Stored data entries
***
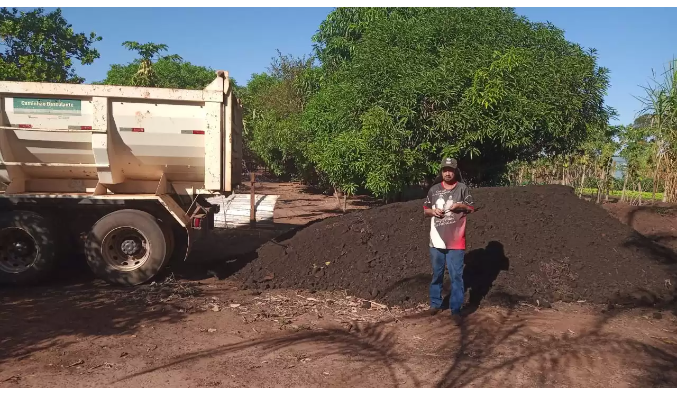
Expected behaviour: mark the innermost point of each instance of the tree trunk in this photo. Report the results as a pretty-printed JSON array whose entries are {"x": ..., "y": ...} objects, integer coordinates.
[
  {"x": 600, "y": 185},
  {"x": 338, "y": 194},
  {"x": 654, "y": 178},
  {"x": 626, "y": 178},
  {"x": 640, "y": 194},
  {"x": 583, "y": 179}
]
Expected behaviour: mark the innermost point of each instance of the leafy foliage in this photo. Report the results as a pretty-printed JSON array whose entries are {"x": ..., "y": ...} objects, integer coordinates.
[
  {"x": 168, "y": 73},
  {"x": 411, "y": 85},
  {"x": 274, "y": 103},
  {"x": 40, "y": 47}
]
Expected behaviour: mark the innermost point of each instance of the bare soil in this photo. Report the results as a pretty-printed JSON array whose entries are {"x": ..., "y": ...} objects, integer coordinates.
[
  {"x": 525, "y": 243},
  {"x": 197, "y": 328}
]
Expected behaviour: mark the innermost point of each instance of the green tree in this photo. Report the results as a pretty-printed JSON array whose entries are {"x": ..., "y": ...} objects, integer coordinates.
[
  {"x": 273, "y": 106},
  {"x": 169, "y": 73},
  {"x": 659, "y": 114},
  {"x": 41, "y": 47},
  {"x": 483, "y": 85}
]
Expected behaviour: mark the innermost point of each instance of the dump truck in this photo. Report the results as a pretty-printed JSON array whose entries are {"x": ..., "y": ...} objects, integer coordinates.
[{"x": 131, "y": 175}]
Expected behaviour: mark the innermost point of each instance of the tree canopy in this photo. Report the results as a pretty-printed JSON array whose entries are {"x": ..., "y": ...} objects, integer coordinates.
[
  {"x": 398, "y": 88},
  {"x": 152, "y": 70},
  {"x": 41, "y": 47}
]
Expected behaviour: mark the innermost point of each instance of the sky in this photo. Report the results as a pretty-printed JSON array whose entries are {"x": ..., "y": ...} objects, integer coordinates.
[{"x": 630, "y": 41}]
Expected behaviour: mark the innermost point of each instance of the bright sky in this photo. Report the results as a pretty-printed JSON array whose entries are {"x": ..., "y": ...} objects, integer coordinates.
[{"x": 630, "y": 41}]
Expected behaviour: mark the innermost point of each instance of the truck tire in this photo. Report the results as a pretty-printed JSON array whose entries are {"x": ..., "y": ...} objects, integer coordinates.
[
  {"x": 127, "y": 247},
  {"x": 27, "y": 248}
]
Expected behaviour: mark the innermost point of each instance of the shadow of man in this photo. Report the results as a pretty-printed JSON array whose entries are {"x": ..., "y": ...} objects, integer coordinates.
[{"x": 481, "y": 268}]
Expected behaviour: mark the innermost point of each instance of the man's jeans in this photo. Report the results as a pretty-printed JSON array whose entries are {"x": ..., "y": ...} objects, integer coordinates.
[{"x": 455, "y": 267}]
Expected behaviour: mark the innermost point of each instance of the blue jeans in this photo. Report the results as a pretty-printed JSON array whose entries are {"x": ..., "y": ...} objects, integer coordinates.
[{"x": 455, "y": 267}]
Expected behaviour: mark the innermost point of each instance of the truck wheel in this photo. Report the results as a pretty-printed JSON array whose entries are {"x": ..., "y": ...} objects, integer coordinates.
[
  {"x": 27, "y": 248},
  {"x": 126, "y": 247}
]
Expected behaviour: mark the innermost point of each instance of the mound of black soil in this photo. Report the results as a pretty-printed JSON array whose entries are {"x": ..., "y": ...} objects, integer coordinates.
[{"x": 524, "y": 243}]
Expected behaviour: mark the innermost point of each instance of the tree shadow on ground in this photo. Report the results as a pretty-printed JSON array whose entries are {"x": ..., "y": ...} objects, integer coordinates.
[
  {"x": 496, "y": 349},
  {"x": 38, "y": 318},
  {"x": 481, "y": 268}
]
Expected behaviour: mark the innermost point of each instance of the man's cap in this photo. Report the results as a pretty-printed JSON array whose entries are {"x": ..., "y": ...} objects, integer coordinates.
[{"x": 448, "y": 162}]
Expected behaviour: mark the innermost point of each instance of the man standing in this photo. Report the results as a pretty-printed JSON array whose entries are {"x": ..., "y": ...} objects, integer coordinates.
[{"x": 447, "y": 204}]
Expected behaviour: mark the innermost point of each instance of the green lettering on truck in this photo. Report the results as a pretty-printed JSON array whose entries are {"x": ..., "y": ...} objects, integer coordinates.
[{"x": 47, "y": 106}]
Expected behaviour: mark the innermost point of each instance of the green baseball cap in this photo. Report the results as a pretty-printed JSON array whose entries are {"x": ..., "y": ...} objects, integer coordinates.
[{"x": 448, "y": 162}]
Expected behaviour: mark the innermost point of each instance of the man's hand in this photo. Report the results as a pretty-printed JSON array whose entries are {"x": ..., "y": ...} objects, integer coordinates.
[
  {"x": 461, "y": 207},
  {"x": 438, "y": 213}
]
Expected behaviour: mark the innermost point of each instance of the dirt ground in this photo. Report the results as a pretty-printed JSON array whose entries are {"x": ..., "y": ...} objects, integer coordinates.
[
  {"x": 197, "y": 328},
  {"x": 525, "y": 243}
]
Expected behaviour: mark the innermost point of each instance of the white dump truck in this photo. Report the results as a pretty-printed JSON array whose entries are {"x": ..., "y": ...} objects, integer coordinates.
[{"x": 131, "y": 173}]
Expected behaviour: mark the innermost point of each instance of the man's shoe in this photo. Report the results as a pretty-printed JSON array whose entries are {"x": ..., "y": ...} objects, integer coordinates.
[{"x": 434, "y": 310}]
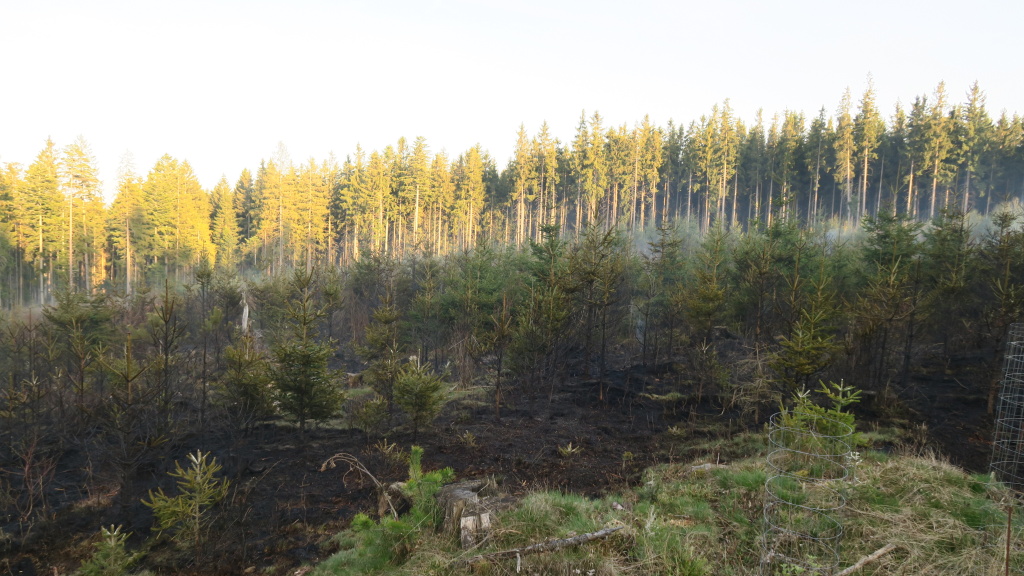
***
▸ **EXERCISE OBJECTIVE**: Print every entry above again, exactly as written. Leave the images out.

▸ **WRITTEN RESPONSE**:
Expected behaviour: mark the innermost point of each instance of the tree trunk in this photo. Report the results as a pretty-printed JSON array whose entries are {"x": ..., "y": ...} objects, integer coordinates.
[
  {"x": 600, "y": 185},
  {"x": 338, "y": 194},
  {"x": 654, "y": 178},
  {"x": 626, "y": 178},
  {"x": 640, "y": 194},
  {"x": 583, "y": 179}
]
Expected behaviour: mark the innermost point of each instance of the leafy foliage in this photo. Report the results as a pretty-printed JSON array whose entries are {"x": ..., "y": ...} objects, integer coordinates.
[
  {"x": 168, "y": 73},
  {"x": 411, "y": 85},
  {"x": 274, "y": 103},
  {"x": 40, "y": 47}
]
Expected behaviour: mark the innermost point of each instance of the bare soil in this photo. Report the results as a pretty-printed JSON array whose entries are {"x": ..., "y": ...} objects, integer coordinates.
[
  {"x": 525, "y": 243},
  {"x": 197, "y": 328}
]
Expected behaviour: mark the innermost point of each instance of the green tree in this photo. Report the results as a pretty-printed JSON array whose entries are {"x": ..., "y": ...} objects, integer coordinates.
[
  {"x": 273, "y": 106},
  {"x": 169, "y": 73},
  {"x": 659, "y": 114},
  {"x": 41, "y": 47},
  {"x": 483, "y": 85}
]
Expected behaviour: mark the innermost point of each instance of the dump truck in this photo. Report the results as a pretty-printed JSON array whose entries are {"x": ..., "y": ...} objects, integer coordinates.
[{"x": 131, "y": 175}]
Expected behaviour: mark the innermost point of each instance of the tree canopy in this photo. Report the results as a pretty-printed JSON array whose entries are {"x": ..., "y": ...} objects, integer coordinates.
[
  {"x": 398, "y": 88},
  {"x": 152, "y": 70},
  {"x": 41, "y": 47}
]
Expected behaviour: mark the innermost point of each instance of the sky in this photo. Report the results as a pretty-printed JSON array whose entries are {"x": ..., "y": ...} objects, integer coordinates.
[{"x": 630, "y": 41}]
Expected behaviour: mark the innermost point of each instance of the bright sky in this photo. Report the results as a pretty-printed JSON array whose entries are {"x": ..., "y": ...} objects, integer coordinates.
[{"x": 630, "y": 41}]
Expected behaviour: mark the innermost point of each instance of the truck tire in this photo. Report the results as a pretty-printed JSON array whose entries are {"x": ..., "y": ...} objects, integer coordinates.
[
  {"x": 127, "y": 247},
  {"x": 27, "y": 248}
]
Expected behaviour: mark the innermost point of each instance of the shadow of man in this photo. Report the results as a pretty-printed JSON array whose entries are {"x": ..., "y": ...} objects, integer coordinates.
[{"x": 481, "y": 268}]
Expected behaviour: mark the innermost point of each instance of the man's jeans in this photo. Report the results as a pretty-printed JSON array whose entries are {"x": ..., "y": ...} objects, integer coordinates.
[{"x": 455, "y": 267}]
Expected behaviour: mark the innermost point of each instance of the blue jeans in this photo. Report the results as a pretty-printed JSON array whose entries are {"x": ..., "y": ...} objects, integer coordinates.
[{"x": 455, "y": 267}]
Expected behaviour: mark the innermost point of each instance of the truck wheel in this photo. Report the results as a pretty-printed JSON array whose entries are {"x": ..., "y": ...} objects, integer coordinates.
[
  {"x": 27, "y": 248},
  {"x": 126, "y": 247}
]
Expected behaviour: mark the innermost point of each instance of the mound of black soil in this photo. Report the results as a pretty-printed JSON array whose entries are {"x": ..., "y": ...} objects, integer coordinates.
[{"x": 524, "y": 243}]
Expected behaviour: mark the innermost point of each instance of the tree shadow on ground in this photo. Report the results as a pretty-printed JSON array whose entries are {"x": ..., "y": ...} objects, integer coordinates.
[
  {"x": 496, "y": 349},
  {"x": 38, "y": 318},
  {"x": 481, "y": 268}
]
Expected behaviour: mark the innermost point of each instance of the man's cap in this photo. Report the results as a pretty-printed JSON array whose entries are {"x": ..., "y": ...} objects, integer coordinates.
[{"x": 448, "y": 162}]
Expected behaviour: mark the innermost point of each instance of the man standing in this photo. Report the results as a pretty-printed JSON array whose entries are {"x": ..., "y": ...} objects, integer coordinates.
[{"x": 447, "y": 204}]
Expected behaviour: mark the innermost point of each instance of the green lettering on truck in this photo. Report the results as a pretty-printed JSON array whose entries are {"x": ..., "y": ...} objects, integer coordinates.
[{"x": 47, "y": 106}]
Expected behaviour: mark the innermost point of each instance of the green baseball cap in this photo. Report the results as a pretty-printed JSON array whose entries are {"x": ..., "y": ...} objects, integer coordinates.
[{"x": 448, "y": 162}]
Expected behaviour: mark the innermost point of each instance of the man's hand in this photo. Report the results as a pretty-printed JSON array whose entries are {"x": ..., "y": ...} objects, integer coordinates.
[
  {"x": 461, "y": 207},
  {"x": 438, "y": 213}
]
Expected behaviour: mark the innermost point of each instance of the dirt ground in this photo. Report the results as a pretty-printed JSON array whose entries are {"x": ..., "y": ...} objects, integer coordinates.
[
  {"x": 197, "y": 328},
  {"x": 525, "y": 243}
]
Expected behaviour: mark the innermost point of each instance of the white dump truck in this photo. Report the results as a pretty-printed JSON array whose entries are {"x": ..., "y": ...} objects, integer coordinates.
[{"x": 131, "y": 173}]
Expected behaviour: mark the innermost point of each instance of the man's shoe in this photo. Report the results as a pretty-printed JSON array whose entries are {"x": ..., "y": ...} objects, integer coordinates.
[{"x": 434, "y": 310}]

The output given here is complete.